Task description:
Each line of the data below that includes the string "kindly" must be copied.

Stored records:

------------------------------------------------------------------------

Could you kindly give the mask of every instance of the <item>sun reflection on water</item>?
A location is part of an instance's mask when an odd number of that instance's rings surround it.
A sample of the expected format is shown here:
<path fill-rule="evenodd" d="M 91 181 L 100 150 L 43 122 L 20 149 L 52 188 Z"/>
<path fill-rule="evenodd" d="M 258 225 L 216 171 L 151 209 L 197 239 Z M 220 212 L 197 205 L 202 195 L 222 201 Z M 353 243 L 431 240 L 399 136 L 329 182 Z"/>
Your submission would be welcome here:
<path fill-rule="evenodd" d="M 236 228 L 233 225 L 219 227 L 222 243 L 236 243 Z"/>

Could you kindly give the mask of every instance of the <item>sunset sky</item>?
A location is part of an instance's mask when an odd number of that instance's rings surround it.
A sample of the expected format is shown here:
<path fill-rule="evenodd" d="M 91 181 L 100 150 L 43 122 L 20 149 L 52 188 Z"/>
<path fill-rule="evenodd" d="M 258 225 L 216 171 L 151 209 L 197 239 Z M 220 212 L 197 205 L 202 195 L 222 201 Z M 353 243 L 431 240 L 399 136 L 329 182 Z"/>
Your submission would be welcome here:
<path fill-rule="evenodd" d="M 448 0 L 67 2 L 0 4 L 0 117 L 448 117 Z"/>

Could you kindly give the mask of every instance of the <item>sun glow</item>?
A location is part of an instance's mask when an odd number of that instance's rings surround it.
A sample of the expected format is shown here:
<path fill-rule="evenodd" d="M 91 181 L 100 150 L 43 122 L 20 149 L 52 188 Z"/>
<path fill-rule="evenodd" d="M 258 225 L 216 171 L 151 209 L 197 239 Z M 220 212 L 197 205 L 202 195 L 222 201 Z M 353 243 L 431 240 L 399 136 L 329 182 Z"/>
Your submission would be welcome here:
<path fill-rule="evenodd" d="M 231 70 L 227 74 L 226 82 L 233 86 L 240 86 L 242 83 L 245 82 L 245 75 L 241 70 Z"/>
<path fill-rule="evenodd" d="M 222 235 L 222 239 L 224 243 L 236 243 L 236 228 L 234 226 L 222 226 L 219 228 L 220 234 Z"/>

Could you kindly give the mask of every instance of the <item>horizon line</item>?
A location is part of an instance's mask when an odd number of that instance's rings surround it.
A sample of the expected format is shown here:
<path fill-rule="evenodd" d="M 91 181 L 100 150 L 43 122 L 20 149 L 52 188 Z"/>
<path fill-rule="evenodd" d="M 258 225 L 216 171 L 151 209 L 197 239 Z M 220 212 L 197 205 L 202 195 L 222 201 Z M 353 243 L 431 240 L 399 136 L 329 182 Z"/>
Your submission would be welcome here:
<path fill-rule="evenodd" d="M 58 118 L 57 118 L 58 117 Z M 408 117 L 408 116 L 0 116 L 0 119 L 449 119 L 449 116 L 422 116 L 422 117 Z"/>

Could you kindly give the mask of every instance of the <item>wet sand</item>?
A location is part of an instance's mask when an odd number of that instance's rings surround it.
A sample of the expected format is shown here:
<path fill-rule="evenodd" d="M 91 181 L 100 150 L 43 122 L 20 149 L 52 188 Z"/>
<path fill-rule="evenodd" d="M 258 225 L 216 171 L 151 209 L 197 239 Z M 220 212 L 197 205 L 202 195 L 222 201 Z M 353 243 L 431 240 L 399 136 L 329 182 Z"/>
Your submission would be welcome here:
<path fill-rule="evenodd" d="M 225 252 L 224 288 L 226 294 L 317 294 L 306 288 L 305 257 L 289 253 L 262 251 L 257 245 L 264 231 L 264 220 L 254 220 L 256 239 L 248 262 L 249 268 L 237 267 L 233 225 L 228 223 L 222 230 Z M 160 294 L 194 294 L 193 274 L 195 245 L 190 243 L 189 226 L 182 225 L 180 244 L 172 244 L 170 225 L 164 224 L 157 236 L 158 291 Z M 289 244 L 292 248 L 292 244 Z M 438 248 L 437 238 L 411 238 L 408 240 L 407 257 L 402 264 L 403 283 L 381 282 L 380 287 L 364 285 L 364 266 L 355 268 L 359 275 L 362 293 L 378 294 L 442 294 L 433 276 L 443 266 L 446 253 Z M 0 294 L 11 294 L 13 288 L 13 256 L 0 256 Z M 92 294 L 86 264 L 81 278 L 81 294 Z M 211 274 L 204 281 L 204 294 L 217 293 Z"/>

------------------------------------------------------------------------

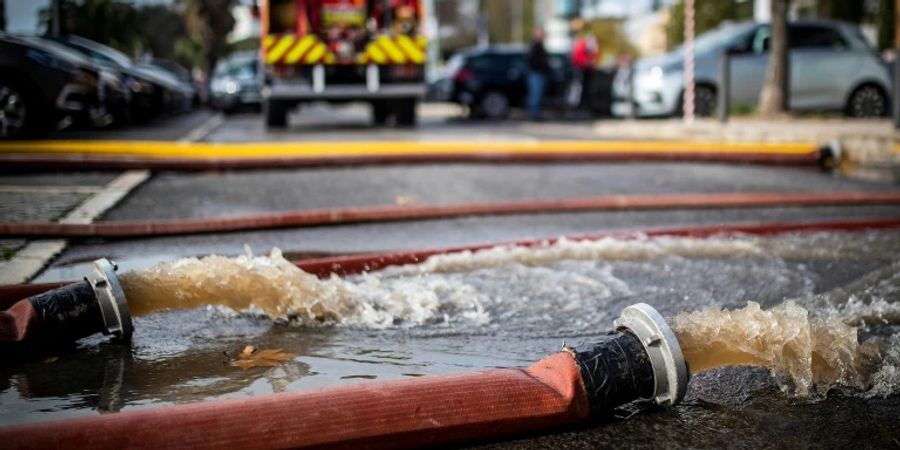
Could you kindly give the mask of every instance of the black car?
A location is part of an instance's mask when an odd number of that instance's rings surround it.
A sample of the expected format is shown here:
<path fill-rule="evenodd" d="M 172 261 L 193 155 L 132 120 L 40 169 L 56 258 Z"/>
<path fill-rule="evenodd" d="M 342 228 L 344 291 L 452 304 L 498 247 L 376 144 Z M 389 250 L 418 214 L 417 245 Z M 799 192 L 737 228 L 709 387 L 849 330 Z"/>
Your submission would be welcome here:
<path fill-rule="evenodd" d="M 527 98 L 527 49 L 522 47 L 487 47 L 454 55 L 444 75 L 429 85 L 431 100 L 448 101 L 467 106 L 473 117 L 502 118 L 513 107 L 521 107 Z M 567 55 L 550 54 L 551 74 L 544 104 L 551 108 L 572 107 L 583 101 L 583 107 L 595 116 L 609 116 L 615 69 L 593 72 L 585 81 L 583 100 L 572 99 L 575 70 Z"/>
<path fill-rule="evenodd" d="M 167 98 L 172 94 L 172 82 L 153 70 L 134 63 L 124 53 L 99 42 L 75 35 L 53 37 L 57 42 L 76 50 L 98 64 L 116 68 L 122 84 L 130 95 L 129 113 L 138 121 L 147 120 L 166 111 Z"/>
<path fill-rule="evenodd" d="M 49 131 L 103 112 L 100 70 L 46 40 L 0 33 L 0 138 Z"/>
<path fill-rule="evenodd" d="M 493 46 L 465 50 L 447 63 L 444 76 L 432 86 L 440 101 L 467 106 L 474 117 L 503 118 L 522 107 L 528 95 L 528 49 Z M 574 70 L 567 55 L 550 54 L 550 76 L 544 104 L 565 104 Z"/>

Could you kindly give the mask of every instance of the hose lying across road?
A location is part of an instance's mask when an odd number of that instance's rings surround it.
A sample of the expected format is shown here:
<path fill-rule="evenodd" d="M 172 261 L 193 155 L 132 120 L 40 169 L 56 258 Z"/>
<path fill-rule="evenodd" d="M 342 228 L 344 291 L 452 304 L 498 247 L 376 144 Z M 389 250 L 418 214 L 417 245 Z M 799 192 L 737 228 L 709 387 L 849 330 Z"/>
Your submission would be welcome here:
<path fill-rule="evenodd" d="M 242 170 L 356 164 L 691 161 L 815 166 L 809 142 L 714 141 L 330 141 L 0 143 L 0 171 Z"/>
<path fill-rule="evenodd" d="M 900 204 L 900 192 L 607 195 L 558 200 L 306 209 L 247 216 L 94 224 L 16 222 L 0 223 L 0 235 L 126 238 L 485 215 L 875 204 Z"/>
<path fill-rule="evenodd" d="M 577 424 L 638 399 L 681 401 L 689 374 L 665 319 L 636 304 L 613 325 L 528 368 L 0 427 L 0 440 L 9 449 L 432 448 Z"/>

------------------------------------------------------------------------

Exercise solution:
Could you kindly give the mask of every instance of the <item>sun reflection on water</item>?
Could you kindly give the mask of every instance of the <item>sunset sky</item>?
Could you kindly give the mask of every instance of the <item>sun glow</item>?
Could you kindly give the mask of every instance of the <item>horizon line</item>?
Could you kindly give the mask of every instance of the <item>wet sand</item>?
Could you kindly give the mask of every instance of the black car?
Could you kindly give the mask of every instance of the hose lying across road?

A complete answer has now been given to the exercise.